Put the part of the listing below that opens with the line containing "highlight the green" and closes at the end of the listing into a Markdown table with columns Row and Line. Number each row and leave out blank lines.

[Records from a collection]
-=-=-=-=-

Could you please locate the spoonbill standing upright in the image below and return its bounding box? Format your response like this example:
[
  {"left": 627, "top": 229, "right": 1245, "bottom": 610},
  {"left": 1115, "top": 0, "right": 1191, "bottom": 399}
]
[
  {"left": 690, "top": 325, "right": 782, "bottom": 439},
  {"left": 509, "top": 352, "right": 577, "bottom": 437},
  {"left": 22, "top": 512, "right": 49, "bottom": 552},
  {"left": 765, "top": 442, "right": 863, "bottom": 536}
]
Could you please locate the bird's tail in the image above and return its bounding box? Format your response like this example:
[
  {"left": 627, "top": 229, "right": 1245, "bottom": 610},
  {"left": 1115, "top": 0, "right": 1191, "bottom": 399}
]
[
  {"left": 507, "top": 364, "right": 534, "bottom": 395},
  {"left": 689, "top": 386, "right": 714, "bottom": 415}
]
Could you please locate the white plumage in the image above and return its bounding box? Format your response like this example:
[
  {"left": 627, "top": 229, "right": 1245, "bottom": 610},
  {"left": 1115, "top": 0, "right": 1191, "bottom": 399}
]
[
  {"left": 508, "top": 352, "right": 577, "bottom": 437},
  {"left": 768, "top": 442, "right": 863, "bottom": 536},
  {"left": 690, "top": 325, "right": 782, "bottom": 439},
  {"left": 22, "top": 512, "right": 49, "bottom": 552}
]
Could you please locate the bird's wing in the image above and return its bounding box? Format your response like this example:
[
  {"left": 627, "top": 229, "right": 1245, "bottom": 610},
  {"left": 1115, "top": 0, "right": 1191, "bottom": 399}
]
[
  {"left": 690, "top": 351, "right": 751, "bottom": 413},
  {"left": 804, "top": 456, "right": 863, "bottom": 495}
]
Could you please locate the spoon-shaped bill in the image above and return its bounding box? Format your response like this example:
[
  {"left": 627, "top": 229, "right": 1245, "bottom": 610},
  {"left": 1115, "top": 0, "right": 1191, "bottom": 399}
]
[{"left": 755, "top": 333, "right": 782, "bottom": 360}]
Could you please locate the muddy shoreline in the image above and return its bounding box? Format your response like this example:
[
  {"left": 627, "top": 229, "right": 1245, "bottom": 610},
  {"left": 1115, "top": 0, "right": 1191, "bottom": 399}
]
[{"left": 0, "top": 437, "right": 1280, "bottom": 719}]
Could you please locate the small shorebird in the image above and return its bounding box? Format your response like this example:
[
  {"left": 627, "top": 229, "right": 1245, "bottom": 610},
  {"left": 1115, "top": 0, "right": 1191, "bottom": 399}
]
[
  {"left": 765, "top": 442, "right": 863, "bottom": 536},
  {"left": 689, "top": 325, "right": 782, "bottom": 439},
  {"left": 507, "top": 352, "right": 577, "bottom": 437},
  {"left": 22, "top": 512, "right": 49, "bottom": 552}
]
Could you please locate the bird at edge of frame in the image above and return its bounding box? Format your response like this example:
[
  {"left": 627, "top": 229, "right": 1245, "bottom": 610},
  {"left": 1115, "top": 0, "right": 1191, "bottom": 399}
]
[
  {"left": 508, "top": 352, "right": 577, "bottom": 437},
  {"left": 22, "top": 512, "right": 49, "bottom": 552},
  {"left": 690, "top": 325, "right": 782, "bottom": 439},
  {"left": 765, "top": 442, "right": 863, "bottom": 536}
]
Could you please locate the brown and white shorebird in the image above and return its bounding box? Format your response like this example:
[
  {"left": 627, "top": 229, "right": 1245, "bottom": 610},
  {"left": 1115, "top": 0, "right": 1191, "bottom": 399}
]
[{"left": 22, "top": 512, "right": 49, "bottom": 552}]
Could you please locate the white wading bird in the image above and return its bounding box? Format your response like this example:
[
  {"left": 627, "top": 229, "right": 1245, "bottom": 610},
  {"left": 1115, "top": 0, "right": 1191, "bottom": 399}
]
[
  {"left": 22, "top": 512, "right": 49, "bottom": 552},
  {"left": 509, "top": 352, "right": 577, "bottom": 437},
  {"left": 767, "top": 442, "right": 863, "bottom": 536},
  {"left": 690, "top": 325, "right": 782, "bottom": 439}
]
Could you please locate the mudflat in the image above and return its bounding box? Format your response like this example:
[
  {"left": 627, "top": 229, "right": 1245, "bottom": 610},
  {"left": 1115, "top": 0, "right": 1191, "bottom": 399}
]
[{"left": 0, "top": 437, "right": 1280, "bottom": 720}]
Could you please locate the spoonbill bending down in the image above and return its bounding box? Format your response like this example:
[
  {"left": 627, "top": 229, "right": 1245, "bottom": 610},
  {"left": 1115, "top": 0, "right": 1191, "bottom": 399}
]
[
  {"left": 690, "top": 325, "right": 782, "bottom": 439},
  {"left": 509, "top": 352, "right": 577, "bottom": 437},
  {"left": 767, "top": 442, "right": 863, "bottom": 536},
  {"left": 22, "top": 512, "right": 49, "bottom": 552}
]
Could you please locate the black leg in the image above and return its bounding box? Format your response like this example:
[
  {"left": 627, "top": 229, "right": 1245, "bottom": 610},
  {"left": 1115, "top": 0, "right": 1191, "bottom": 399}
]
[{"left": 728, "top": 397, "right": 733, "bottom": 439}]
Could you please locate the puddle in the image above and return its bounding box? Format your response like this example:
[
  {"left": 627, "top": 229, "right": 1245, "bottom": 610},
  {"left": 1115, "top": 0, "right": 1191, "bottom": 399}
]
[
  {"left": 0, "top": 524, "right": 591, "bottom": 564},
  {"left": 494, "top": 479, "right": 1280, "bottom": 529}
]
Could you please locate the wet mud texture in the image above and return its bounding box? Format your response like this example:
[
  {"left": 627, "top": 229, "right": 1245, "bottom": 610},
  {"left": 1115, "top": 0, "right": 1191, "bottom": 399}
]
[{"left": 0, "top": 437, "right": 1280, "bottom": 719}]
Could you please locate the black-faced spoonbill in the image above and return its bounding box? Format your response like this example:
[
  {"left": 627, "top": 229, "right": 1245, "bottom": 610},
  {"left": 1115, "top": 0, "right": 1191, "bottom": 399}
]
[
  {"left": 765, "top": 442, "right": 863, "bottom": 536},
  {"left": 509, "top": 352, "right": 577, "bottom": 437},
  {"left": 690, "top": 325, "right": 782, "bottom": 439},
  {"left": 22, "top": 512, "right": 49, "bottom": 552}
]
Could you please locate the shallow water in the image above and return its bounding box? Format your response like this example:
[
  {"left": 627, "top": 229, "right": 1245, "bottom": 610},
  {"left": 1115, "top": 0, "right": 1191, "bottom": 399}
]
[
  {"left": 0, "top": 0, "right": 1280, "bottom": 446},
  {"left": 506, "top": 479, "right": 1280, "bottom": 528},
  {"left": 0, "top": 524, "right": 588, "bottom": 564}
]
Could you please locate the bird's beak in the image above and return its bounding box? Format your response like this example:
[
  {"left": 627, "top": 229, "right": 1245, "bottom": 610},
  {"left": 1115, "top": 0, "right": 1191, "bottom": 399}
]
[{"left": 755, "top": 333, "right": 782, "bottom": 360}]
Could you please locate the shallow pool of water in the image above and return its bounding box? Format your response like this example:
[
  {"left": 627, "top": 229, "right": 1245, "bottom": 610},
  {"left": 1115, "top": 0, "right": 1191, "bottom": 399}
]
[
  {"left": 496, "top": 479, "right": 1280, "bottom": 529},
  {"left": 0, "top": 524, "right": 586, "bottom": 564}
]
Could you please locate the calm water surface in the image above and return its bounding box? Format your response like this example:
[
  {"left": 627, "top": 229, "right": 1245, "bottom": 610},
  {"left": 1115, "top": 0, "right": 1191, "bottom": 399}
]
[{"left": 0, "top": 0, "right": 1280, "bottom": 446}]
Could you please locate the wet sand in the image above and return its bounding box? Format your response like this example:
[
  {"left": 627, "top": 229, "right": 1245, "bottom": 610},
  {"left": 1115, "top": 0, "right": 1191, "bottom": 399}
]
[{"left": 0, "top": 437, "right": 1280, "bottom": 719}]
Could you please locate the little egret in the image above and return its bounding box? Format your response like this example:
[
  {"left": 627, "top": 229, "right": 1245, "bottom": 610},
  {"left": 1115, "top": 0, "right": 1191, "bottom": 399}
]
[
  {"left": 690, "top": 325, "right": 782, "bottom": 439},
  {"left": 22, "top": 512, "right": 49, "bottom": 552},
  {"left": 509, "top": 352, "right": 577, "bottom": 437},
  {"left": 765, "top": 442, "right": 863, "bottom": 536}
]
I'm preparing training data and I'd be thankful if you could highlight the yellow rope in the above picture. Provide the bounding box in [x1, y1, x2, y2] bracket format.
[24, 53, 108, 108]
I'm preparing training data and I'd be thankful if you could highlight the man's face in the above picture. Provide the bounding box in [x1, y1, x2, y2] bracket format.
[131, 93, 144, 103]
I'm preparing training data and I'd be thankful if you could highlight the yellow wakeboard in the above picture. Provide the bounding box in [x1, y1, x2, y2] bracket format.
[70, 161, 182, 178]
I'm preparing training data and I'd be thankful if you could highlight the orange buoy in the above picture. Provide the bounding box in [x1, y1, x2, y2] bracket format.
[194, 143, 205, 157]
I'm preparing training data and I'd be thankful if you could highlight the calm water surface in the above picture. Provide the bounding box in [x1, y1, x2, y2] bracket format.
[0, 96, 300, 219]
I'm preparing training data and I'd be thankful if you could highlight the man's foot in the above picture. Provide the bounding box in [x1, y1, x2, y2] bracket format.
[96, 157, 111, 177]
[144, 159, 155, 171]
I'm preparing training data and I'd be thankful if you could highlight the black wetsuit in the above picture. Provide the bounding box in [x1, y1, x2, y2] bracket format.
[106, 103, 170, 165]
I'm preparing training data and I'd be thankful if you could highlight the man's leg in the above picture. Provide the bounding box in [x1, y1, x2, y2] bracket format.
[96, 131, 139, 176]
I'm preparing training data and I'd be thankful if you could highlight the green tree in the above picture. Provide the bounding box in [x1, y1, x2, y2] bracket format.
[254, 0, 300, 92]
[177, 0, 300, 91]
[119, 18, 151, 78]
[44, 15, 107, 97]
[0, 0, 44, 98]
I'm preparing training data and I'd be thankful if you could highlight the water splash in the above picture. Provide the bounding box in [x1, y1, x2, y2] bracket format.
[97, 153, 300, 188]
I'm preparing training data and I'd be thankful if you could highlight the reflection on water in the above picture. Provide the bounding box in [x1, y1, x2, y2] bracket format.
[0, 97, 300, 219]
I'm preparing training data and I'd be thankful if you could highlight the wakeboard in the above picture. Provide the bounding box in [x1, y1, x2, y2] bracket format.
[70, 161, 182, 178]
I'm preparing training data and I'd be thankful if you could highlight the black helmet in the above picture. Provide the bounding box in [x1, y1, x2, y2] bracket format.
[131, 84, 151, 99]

-=-=-=-=-

:: TASK RESPONSE ::
| Row | Line |
|---|---|
| 1 | I'm preparing training data and I'd be thankful if you could highlight the green tree in the above picture. Provide the bounding box in [x1, y1, x2, y2] bracket format. |
| 2 | [254, 0, 300, 92] |
| 3 | [177, 0, 300, 91] |
| 4 | [119, 18, 151, 78] |
| 5 | [44, 15, 107, 97] |
| 6 | [0, 0, 44, 98] |
| 7 | I'm preparing training data and I'd be thankful if you could highlight the water splash in the above picture. Provide the bounding box in [x1, y1, x2, y2] bracket format. |
| 8 | [97, 153, 300, 188] |
| 9 | I'm preparing training data and I'd be thankful if you could highlight the reflection on water in the above picture. Provide the bounding box in [x1, y1, x2, y2] bracket format. |
| 10 | [0, 97, 300, 219] |
| 11 | I'm preparing training data and I'd be thankful if you could highlight the wakeboard in the above picture. Provide the bounding box in [x1, y1, x2, y2] bracket format. |
| 12 | [70, 161, 182, 178] |
| 13 | I'm preparing training data and I'd be thankful if you could highlight the black helmet in the above picture. Provide the bounding box in [x1, y1, x2, y2] bracket format. |
| 14 | [131, 84, 151, 99] |